Collected data
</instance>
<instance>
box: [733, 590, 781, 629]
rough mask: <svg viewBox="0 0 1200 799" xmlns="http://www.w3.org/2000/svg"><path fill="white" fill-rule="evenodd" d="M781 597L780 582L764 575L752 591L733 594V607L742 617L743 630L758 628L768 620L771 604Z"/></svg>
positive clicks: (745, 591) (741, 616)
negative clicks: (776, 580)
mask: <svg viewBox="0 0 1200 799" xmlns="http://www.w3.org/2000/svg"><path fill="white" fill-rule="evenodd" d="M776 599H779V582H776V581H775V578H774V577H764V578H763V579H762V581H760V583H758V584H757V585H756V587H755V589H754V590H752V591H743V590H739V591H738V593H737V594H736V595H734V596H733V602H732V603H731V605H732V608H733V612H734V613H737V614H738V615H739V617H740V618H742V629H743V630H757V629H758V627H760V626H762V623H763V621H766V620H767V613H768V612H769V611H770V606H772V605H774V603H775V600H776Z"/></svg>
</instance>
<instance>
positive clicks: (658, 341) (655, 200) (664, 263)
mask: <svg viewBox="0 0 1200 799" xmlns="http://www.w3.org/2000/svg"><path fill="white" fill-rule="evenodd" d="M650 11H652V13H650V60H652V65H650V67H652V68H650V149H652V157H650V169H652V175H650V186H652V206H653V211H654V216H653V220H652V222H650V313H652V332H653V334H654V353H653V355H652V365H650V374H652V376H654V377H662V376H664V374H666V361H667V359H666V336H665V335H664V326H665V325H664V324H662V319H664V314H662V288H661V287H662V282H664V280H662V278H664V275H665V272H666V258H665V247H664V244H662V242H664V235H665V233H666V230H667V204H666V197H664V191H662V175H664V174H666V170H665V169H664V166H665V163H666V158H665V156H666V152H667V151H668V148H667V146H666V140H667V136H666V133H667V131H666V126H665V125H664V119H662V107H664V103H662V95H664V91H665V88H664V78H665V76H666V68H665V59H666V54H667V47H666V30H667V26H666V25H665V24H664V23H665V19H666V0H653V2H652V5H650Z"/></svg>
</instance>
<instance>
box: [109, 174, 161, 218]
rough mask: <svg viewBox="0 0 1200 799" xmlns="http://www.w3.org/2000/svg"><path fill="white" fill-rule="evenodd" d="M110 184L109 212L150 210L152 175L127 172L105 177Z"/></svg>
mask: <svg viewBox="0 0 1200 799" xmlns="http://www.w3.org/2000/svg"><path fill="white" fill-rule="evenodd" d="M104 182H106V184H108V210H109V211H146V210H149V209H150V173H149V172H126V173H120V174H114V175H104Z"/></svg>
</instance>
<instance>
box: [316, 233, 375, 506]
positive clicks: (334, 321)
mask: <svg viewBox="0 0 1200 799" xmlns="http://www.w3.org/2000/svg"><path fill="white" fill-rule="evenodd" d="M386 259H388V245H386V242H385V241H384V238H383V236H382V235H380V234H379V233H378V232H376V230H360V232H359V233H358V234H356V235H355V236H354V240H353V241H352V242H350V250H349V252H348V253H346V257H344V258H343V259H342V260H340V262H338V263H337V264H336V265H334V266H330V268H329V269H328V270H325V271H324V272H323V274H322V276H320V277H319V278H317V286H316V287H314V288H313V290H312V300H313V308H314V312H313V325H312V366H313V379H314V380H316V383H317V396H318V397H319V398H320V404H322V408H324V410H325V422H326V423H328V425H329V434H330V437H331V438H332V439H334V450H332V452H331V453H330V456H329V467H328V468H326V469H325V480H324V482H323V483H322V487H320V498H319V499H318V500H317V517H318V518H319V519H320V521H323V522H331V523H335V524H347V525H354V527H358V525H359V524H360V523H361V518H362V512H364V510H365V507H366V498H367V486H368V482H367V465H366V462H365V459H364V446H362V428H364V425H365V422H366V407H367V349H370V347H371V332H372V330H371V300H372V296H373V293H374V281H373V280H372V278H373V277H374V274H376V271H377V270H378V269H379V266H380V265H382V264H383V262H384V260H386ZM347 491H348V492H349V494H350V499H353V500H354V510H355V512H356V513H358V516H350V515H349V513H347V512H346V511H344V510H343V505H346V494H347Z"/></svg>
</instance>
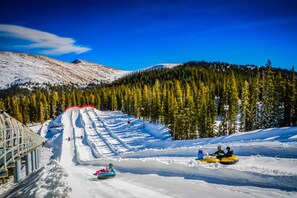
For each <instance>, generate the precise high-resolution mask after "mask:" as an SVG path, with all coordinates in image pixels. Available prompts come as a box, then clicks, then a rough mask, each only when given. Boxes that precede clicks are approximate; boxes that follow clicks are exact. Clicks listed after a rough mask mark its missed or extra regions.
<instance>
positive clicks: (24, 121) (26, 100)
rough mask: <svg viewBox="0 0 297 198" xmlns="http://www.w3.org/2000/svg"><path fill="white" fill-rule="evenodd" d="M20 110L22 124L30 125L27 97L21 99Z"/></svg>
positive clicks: (29, 102)
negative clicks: (27, 124)
mask: <svg viewBox="0 0 297 198" xmlns="http://www.w3.org/2000/svg"><path fill="white" fill-rule="evenodd" d="M20 100H21V109H22V117H23V123H24V124H28V123H30V100H29V98H28V97H21V99H20Z"/></svg>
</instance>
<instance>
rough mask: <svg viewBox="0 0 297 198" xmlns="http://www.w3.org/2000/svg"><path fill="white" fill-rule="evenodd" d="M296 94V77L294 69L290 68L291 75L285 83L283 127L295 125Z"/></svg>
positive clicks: (295, 117)
mask: <svg viewBox="0 0 297 198" xmlns="http://www.w3.org/2000/svg"><path fill="white" fill-rule="evenodd" d="M296 92H297V90H296V75H295V72H294V67H292V71H291V75H290V77H289V79H288V80H287V83H286V103H285V115H284V126H291V125H296V123H295V122H296V119H297V118H296V116H295V115H296V111H295V108H296V101H297V99H296V97H297V95H296Z"/></svg>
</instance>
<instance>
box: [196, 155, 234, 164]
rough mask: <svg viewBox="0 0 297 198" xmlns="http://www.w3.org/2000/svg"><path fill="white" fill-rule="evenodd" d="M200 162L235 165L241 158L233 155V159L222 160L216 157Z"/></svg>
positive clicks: (229, 158) (207, 158) (200, 161)
mask: <svg viewBox="0 0 297 198" xmlns="http://www.w3.org/2000/svg"><path fill="white" fill-rule="evenodd" d="M199 161H200V162H206V163H216V162H218V163H221V164H235V163H236V162H238V161H239V158H238V157H237V156H235V155H232V156H231V157H223V158H222V159H221V160H220V159H218V158H216V157H214V158H213V157H210V158H204V159H200V160H199Z"/></svg>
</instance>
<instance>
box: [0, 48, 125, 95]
mask: <svg viewBox="0 0 297 198" xmlns="http://www.w3.org/2000/svg"><path fill="white" fill-rule="evenodd" d="M128 73H129V71H123V70H118V69H115V68H111V67H106V66H103V65H99V64H95V63H91V62H87V61H84V60H75V61H73V62H71V63H68V62H63V61H59V60H56V59H52V58H48V57H45V56H37V55H32V54H26V53H15V52H0V89H5V88H8V87H10V86H11V85H15V84H19V85H26V84H31V85H32V84H39V85H41V84H43V83H50V84H71V83H73V84H78V85H82V86H83V85H87V84H89V83H96V84H98V83H100V82H111V81H113V80H115V79H117V78H119V77H122V76H123V75H126V74H128Z"/></svg>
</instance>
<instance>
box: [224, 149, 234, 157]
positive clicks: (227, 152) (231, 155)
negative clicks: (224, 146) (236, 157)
mask: <svg viewBox="0 0 297 198" xmlns="http://www.w3.org/2000/svg"><path fill="white" fill-rule="evenodd" d="M226 150H227V153H226V154H225V155H224V157H231V156H232V155H233V151H232V150H231V149H230V147H229V146H228V147H227V148H226Z"/></svg>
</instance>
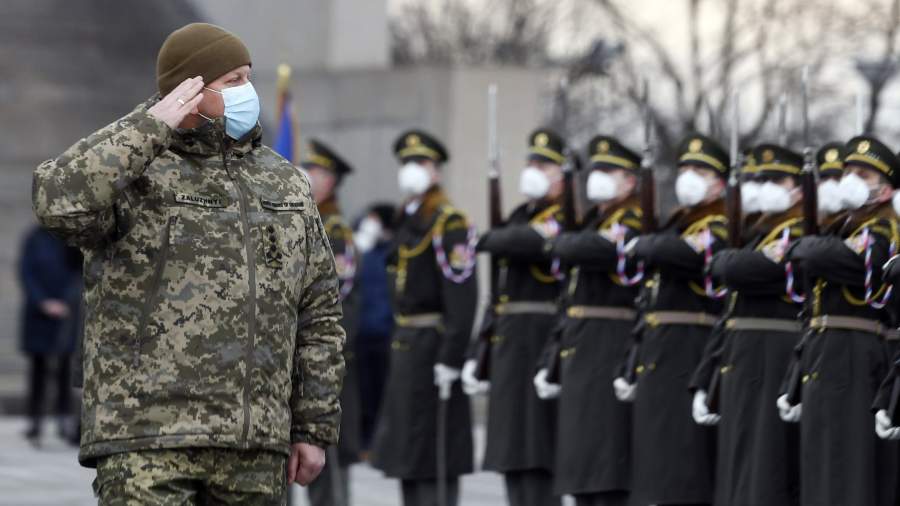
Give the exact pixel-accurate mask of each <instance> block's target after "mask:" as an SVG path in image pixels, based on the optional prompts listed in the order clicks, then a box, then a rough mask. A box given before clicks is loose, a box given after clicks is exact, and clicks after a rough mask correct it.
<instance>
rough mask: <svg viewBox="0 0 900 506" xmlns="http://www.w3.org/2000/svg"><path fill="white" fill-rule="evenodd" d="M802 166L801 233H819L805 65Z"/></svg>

Task statement
In how many lines of the items does the word "positive" appear, matching case exactly? Give only the number.

Exercise answer
8